◆ **READING PASSAGE**
>>
Uncleanness
Uncleanness in scripture is a layered category. At its base it is a ritual condition that bars a person from the sanctuary and the holy meal; above that it is a moral condition of the heart, the speech, and the body; and above both, it is the state from which Yahweh, and finally the blood of Christ, work to cleanse a people for himself. The same vocabulary — unclean, defile, wash, purify — runs through every layer.
The Levitical Definition
The priestly law distinguishes the unclean from the clean and lays out, case by case, what makes a person ritually unfit. Skin disease is the paradigm: "the priest will look at the plague in the skin of the flesh: and if the hair in the plague has turned white, and the appearance of the plague is deeper than the skin of his flesh, it is the plague of leprosy; and the priest will look at him, and pronounce him unclean" (Lev 13:3). Raw flesh, a deep lesion, a spreading bright spot — each receives the verdict "unclean" (Lev 13:14, Lev 13:25, Lev 13:36). The leper himself is told to publish his condition: "his clothes will be rent, and the hair of his head will go loose, and he will cover his upper lip, and will cry, Unclean, unclean" (Lev 13:45). The same applies to a contaminated house: anyone who enters it while shut up "will be unclean until the evening" (Lev 14:46).
Bodily discharges form a second class. "This will be his uncleanness in his discharge: whether his flesh runs his discharge, or his flesh be stopped from his discharge, he is unclean" (Lev 15:3). Touch transmits it: anyone whom the man with a discharge touches, "without having rinsed his hands in water, he will wash his clothes, and bathe himself in water, and be unclean until the evening" (Lev 15:11).
A third class is contact with the unclean itself. A soul who touches the carcass of an unclean beast or creeping thing, or "the uncleanness of man," contracts guilt as soon as he knows it (Lev 5:2-3). Eating from the peace-offerings while in a state of uncleanness is a capital matter: "the soul who eats of the flesh of the sacrifice of peace-offerings, that pertain to Yahweh, having his uncleanness on him, that soul will be cut off from his people" (Lev 7:20). The same applies to anyone who touches "any unclean thing, the uncleanness of man, or unclean beast, or any unclean reptile, and eat[s] of the flesh of the sacrifice of peace-offerings" (Lev 7:21). Eating an animal that has died of itself or been torn requires washing, bathing, and waiting until evening (Lev 17:15). For priests the standard is stricter: a leper or a man with a discharge in Aaron's line "will not eat of the holy things, until he is clean," and any contact "with the dead, or a man who has an emission of semen," or "any creeping thing, by which he may be made unclean," disqualifies him until evening and washing (Lev 22:4-6).
The food laws sit alongside these rules. The whole of Leviticus 11 and Deuteronomy 14 are aimed "to make a distinction between the unclean and the clean, and between the living thing that may be eaten and the living thing that may not be eaten" (Lev 11:46-47); the corresponding command in Deuteronomy is blunt: "You will not eat any disgusting thing" (Deut 14:3). Israel is not to defile itself with creeping things, "neither will you⁺ become unclean with them, so that you⁺ should be defiled by them" (Lev 11:43).
<<
◆ **WORK ORDER A**
In the passage on uncleanness, what is the leper told to cry?
◆ **WORK ORDER B**
Summarize the passage on uncleanness in two sentences.
◆ **WORK ORDER C**
Do these statements agree with the passage on uncleanness? Answer yes or no for each, and quote the words that decide it.
(i) Anyone who enters a contaminated house while it is shut up stays unclean until the evening.
(ii) Priests are held to a looser standard of cleanness than others.
(iii) Eating from the peace-offerings while unclean is a capital matter.
The items below come from a separate source.

◆ **RECORD EXTRACTS**
>>
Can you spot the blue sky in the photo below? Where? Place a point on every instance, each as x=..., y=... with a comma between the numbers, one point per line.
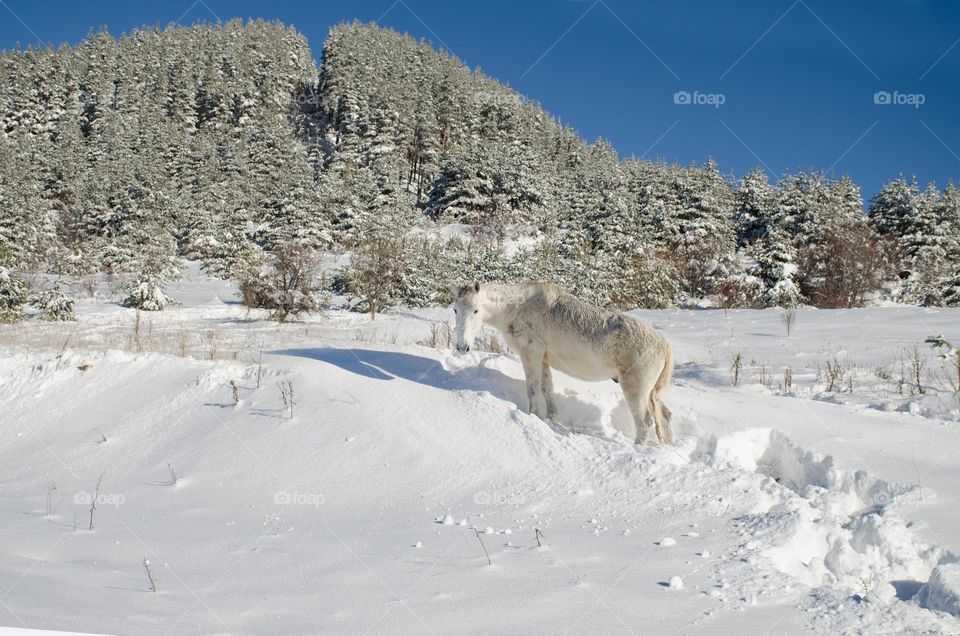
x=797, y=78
<<
>>
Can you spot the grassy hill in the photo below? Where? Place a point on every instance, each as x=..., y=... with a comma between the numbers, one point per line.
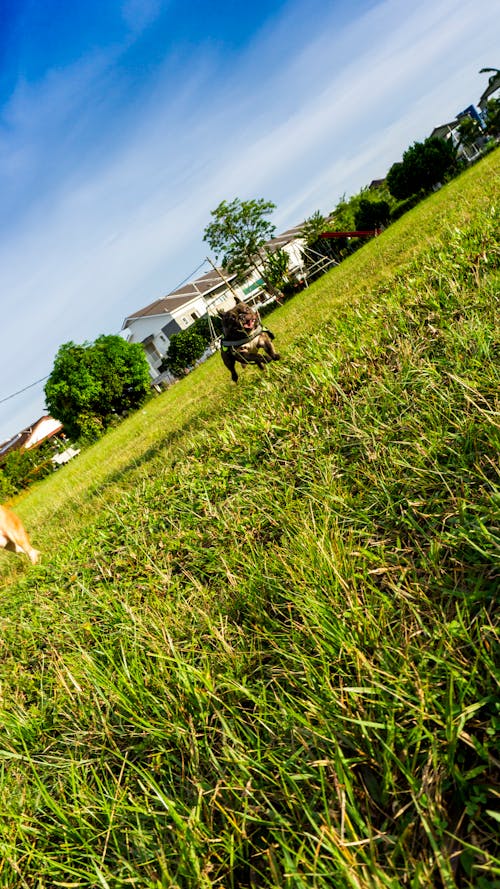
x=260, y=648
<<
>>
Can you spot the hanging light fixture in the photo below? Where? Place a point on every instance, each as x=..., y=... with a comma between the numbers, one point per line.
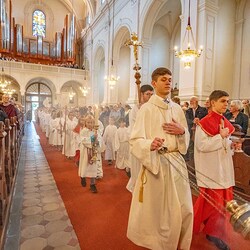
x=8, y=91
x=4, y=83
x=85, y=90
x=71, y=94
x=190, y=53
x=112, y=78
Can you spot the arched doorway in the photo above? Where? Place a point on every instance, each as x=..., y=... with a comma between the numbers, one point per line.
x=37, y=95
<<
◆ **WORKED SOLUTION A**
"Unclean, unclean."

◆ **WORKED SOLUTION B**
In scripture, uncleanness is a layered category: a ritual condition that bars a person from the sanctuary and the holy meal, a moral condition of the heart, speech, and body, and the state from which Yahweh, and finally the blood of Christ, cleanse a people for himself. The priestly law lays out what makes a person ritually unfit, including skin disease, bodily discharges, and contact with the unclean, and the food laws separate the living things that may be eaten from those that may not.

◆ **WORKED SOLUTION C**
(i) Yes: "anyone who enters it while shut up "will be unclean until the evening""
(ii) No: "For priests the standard is stricter"
(iii) Yes: "Eating from the peace-offerings while in a state of uncleanness is a capital matter"